● **The task**:
Answer these from the roundup below:
(a) Who painted the view inside an O'Neill Cylinder, and in what year?
(b) In what year was Lindsay Kemp's Genet production filmed?
(c) When does Spellbound at the Ashmolean run?

● **Provided text**:
___

Inside an O’Neill Cylinder, an orbital megastructure. Painting by Don Davis, 1975.
• RIP Lindsay Kemp: dancer, actor, choreographer and (if we have to drop names) mentor to David Bowie and Kate Bush. Kemp’s work has been featured here on a number of occasions, particularly his landmark productions of an all-male Salomé, and Flowers, A Pantomime for Jean Genet. There was also considerable overlap with Kemp’s troupe and the films of Derek Jarman via appearances by Kemp himself, David Haughton and the irrepressible Jack Birkett. The Genet production was filmed in 1982, and is now available on DVD. (There’s also a rougher copy with unmatched audio and video.) From 1970: Pierrot in Turquoise, or The Looking Glass Murders, a Commedia dell’arte performance for Scottish TV featuring David Bowie. And reversing roles, Mick Rock’s video for Bowie’s John, I’m Only Dancing featuring Kemp and company.
• At Expanding Mind: Erik Davis in conversation with activist and writer David Nickles about “the DMT Nexus, psychedelic militancy, extraction tek, the Statement on Open Science for Psychedelic Medicines, MAPS, and the trouble with for-profit psilocybin companies”.
• From the end of August to January 2019: Spellbound at the Ashmolean; “Spellbinding stories, fascinating objects…from crystal balls and magic mirrors to witch bottles and curse poppets”.
On Earth, as on the International Space Station, the collective misperception of a flat plane helps build community and culture. We are all equal in our geometric relationship to one another. The reality, of course, is that we do not stand parallel. Each of our bodies corresponds with a distinct radial vector on the surface of a sphere, pointing away from a common center that we can never perceive or occupy. Our vectors diverge by imperceptible angles.

___

● **Data listing**:
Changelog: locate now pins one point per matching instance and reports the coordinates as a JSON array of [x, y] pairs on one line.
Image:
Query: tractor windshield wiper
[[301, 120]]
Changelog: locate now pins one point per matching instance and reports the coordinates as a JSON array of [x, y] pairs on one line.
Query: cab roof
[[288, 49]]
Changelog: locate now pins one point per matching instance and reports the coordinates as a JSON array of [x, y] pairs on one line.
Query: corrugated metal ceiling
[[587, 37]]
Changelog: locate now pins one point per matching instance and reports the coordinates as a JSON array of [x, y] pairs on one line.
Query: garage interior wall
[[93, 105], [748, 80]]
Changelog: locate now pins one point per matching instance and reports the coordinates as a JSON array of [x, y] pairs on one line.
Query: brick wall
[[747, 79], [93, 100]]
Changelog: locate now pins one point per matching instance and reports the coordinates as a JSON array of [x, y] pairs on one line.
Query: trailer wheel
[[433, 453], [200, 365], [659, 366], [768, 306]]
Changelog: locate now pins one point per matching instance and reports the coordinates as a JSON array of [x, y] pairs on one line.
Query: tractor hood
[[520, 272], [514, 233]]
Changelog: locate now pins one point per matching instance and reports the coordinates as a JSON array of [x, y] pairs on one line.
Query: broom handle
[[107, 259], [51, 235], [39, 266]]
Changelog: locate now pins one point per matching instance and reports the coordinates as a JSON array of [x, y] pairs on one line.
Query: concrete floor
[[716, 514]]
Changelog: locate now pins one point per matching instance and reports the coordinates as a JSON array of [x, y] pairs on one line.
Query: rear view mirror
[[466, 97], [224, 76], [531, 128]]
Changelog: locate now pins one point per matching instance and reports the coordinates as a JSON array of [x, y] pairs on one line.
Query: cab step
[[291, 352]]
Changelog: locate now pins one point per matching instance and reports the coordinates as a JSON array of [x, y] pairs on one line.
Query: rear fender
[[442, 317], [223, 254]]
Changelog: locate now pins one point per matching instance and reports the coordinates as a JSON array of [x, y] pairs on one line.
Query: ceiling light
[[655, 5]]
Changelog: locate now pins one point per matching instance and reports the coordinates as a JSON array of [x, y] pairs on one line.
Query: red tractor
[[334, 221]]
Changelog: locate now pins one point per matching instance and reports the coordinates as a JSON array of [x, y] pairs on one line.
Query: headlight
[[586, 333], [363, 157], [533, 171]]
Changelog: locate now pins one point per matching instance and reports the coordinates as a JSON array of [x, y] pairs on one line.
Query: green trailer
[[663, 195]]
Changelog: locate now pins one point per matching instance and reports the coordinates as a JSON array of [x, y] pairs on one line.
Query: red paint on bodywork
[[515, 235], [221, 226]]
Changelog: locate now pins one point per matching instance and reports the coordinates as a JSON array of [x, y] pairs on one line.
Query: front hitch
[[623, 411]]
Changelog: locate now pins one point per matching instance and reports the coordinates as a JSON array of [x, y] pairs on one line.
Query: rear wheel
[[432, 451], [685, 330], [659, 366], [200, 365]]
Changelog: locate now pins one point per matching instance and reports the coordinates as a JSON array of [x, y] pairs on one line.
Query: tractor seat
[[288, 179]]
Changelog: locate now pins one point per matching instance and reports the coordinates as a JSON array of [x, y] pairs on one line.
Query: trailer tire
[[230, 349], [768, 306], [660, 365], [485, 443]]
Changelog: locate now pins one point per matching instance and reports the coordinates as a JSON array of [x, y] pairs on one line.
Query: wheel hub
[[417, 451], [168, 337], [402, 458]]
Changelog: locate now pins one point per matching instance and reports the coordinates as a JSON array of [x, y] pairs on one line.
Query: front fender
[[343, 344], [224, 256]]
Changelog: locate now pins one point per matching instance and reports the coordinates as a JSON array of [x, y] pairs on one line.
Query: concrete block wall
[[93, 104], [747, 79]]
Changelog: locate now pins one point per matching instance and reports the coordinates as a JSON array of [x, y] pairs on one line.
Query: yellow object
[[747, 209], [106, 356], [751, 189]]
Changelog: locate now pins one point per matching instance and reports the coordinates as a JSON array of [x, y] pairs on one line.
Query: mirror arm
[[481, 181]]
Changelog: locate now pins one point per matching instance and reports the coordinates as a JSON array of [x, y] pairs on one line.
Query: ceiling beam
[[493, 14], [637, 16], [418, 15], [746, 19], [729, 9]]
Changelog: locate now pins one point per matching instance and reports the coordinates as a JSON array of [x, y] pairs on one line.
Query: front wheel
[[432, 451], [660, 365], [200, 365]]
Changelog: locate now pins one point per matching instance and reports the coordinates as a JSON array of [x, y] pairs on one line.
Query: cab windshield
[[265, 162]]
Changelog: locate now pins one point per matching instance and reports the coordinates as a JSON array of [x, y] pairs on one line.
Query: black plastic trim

___

● **Response to the exercise**:
(a) Don Davis, 1975
(b) 1982
(c) From the end of August to January 2019